REQUIRED TASK:
List each line in the material below that includes the word "straight".

RECORDS FOR PROCESSING:
# # # #
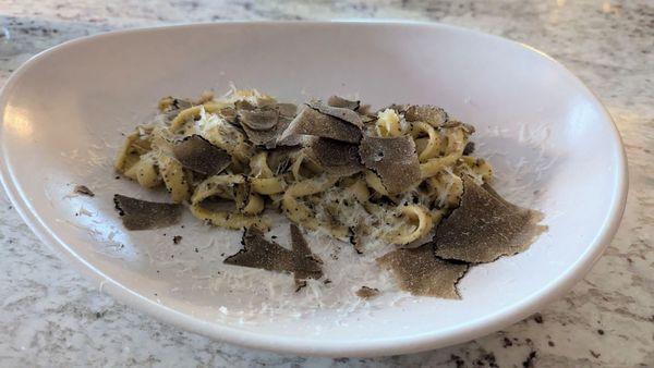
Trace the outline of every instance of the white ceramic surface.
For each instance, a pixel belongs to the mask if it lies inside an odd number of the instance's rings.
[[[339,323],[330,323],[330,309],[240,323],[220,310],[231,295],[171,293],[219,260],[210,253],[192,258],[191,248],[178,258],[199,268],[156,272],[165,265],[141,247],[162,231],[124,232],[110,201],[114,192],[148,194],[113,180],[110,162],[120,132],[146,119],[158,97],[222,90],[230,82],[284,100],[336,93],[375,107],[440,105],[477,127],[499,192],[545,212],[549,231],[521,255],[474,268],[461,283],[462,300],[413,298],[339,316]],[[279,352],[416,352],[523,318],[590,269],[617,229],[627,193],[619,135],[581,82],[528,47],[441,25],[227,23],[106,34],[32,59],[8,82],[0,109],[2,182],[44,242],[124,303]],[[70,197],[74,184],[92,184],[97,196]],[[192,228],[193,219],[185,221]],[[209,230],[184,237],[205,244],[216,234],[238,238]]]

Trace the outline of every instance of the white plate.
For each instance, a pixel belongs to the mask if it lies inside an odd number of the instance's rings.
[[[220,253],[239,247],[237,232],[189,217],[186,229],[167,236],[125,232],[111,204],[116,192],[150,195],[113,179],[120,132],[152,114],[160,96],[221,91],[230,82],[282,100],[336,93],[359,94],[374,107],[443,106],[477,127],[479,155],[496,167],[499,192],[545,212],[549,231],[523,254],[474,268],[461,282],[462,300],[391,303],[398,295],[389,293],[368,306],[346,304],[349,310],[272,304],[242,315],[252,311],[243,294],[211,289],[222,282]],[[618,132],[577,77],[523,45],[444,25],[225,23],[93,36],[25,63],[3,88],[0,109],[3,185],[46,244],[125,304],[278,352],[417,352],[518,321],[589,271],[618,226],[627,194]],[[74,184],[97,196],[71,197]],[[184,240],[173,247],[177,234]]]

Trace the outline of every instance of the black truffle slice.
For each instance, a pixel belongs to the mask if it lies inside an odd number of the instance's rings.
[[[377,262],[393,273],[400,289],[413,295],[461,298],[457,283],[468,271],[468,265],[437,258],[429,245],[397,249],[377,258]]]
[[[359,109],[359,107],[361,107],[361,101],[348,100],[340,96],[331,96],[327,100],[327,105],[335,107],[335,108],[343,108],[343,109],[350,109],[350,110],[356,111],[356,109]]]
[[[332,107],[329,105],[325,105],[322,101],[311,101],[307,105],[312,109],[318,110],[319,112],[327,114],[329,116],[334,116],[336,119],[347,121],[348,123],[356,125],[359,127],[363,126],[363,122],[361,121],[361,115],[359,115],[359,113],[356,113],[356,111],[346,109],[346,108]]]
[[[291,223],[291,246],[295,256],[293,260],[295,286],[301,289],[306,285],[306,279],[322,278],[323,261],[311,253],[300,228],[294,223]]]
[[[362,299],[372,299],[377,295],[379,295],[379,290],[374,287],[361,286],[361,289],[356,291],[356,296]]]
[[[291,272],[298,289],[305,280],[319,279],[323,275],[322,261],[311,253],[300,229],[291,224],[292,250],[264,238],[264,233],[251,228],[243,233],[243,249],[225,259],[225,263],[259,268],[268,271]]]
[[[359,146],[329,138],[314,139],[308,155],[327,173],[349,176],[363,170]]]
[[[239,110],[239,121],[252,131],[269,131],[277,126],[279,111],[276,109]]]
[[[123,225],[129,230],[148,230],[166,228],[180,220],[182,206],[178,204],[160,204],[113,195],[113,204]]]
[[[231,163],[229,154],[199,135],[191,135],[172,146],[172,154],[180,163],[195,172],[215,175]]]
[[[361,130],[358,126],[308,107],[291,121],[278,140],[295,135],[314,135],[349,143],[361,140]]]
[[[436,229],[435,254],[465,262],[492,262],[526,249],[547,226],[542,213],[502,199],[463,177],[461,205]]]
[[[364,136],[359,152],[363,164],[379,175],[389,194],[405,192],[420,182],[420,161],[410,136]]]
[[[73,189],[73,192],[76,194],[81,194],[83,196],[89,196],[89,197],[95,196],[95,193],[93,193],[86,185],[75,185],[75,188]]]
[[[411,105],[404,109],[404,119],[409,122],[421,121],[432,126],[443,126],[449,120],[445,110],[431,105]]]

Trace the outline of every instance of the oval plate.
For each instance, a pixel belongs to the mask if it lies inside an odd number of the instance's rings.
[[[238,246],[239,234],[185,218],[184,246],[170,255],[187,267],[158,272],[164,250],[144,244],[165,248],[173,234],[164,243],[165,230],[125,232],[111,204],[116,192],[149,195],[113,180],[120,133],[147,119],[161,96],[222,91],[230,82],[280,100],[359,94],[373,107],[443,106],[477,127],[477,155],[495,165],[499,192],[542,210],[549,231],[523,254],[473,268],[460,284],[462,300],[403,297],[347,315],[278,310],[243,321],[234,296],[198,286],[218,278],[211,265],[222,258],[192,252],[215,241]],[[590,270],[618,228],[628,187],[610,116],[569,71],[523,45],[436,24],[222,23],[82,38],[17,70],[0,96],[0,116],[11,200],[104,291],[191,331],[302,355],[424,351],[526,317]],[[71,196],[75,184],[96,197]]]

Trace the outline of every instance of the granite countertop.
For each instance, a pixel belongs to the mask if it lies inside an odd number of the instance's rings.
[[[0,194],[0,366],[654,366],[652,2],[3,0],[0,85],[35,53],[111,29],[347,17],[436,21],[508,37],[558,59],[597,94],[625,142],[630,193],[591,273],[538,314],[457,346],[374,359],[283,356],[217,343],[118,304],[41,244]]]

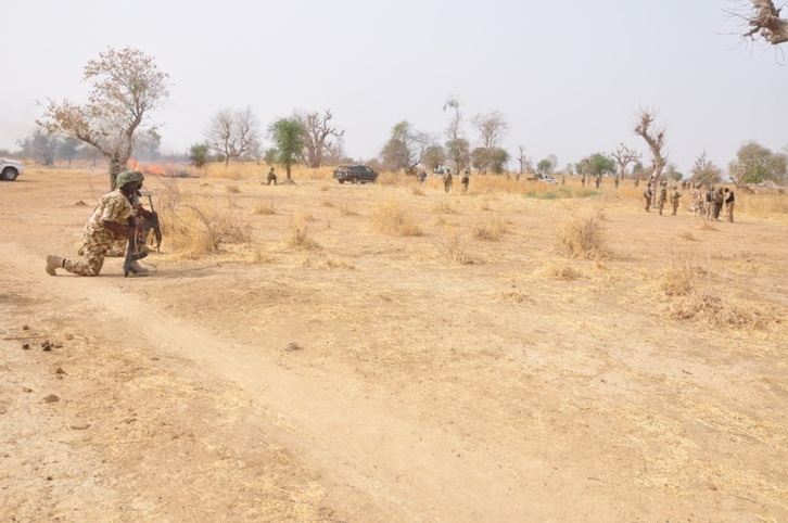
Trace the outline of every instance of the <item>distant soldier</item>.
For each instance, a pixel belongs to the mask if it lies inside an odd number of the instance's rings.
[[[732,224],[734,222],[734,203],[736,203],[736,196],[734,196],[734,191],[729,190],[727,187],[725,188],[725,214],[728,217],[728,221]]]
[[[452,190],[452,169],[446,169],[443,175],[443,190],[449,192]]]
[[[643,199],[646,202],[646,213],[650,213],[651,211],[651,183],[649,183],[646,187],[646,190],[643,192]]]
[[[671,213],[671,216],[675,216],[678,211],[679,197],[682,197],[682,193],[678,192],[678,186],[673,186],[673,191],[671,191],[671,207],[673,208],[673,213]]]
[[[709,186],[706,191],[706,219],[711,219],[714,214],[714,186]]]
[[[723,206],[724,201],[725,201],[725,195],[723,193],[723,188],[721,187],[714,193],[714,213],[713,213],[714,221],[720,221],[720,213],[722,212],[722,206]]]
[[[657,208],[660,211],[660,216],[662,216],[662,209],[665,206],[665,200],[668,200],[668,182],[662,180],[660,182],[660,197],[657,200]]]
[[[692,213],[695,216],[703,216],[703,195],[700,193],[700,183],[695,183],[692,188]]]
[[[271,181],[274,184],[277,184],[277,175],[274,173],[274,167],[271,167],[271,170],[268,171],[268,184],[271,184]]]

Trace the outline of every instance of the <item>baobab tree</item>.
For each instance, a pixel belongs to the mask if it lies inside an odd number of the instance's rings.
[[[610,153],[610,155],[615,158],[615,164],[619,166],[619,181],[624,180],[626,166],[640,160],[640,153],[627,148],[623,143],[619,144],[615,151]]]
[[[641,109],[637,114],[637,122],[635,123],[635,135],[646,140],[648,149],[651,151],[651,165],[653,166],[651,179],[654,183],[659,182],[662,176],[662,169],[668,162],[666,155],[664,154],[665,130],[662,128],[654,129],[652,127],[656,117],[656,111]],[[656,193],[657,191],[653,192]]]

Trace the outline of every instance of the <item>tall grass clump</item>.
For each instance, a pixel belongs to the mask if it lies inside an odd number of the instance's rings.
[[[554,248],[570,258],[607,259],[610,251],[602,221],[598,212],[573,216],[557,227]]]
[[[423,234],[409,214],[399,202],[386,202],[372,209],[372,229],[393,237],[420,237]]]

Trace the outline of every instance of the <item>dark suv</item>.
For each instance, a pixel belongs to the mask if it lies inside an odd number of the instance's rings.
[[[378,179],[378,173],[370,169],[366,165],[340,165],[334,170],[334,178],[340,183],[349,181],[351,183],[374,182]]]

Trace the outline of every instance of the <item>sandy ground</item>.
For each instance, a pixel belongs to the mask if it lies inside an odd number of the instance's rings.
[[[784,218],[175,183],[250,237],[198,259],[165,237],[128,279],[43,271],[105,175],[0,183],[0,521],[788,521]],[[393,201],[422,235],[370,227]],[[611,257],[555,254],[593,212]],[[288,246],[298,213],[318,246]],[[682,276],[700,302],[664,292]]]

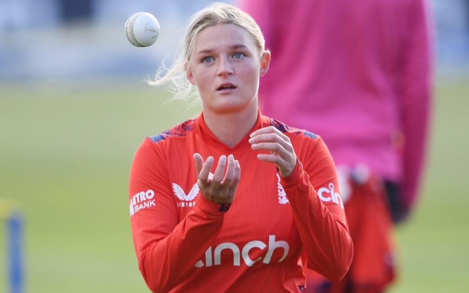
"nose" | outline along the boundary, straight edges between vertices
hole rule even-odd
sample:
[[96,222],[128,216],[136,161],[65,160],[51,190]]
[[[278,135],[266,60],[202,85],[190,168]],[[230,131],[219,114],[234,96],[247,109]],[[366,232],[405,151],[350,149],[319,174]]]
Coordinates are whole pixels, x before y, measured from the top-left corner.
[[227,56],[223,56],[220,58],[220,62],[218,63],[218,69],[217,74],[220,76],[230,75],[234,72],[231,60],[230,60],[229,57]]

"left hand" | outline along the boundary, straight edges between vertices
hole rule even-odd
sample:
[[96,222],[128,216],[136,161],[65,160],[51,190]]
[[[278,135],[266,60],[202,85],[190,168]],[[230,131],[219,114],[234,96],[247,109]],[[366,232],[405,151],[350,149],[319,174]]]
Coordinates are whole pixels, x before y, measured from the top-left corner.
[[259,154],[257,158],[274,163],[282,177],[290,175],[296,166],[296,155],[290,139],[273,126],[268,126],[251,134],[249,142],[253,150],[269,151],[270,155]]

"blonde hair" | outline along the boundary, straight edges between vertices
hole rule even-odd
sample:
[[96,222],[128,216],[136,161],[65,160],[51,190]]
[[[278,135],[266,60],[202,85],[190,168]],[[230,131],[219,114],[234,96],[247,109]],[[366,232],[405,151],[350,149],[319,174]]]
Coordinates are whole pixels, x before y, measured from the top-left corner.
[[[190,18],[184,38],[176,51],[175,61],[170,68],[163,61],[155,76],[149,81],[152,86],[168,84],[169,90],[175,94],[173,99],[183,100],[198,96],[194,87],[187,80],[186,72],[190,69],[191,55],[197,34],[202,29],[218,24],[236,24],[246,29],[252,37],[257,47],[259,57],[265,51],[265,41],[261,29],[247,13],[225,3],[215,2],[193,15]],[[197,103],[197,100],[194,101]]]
# # # #
OUTPUT BELOW:
"nose" | outline along the boundary, straight edges between vertices
"left hand" | outline along the boundary, straight edges between vertices
"blonde hair" | outline along the boundary, straight edges between vertices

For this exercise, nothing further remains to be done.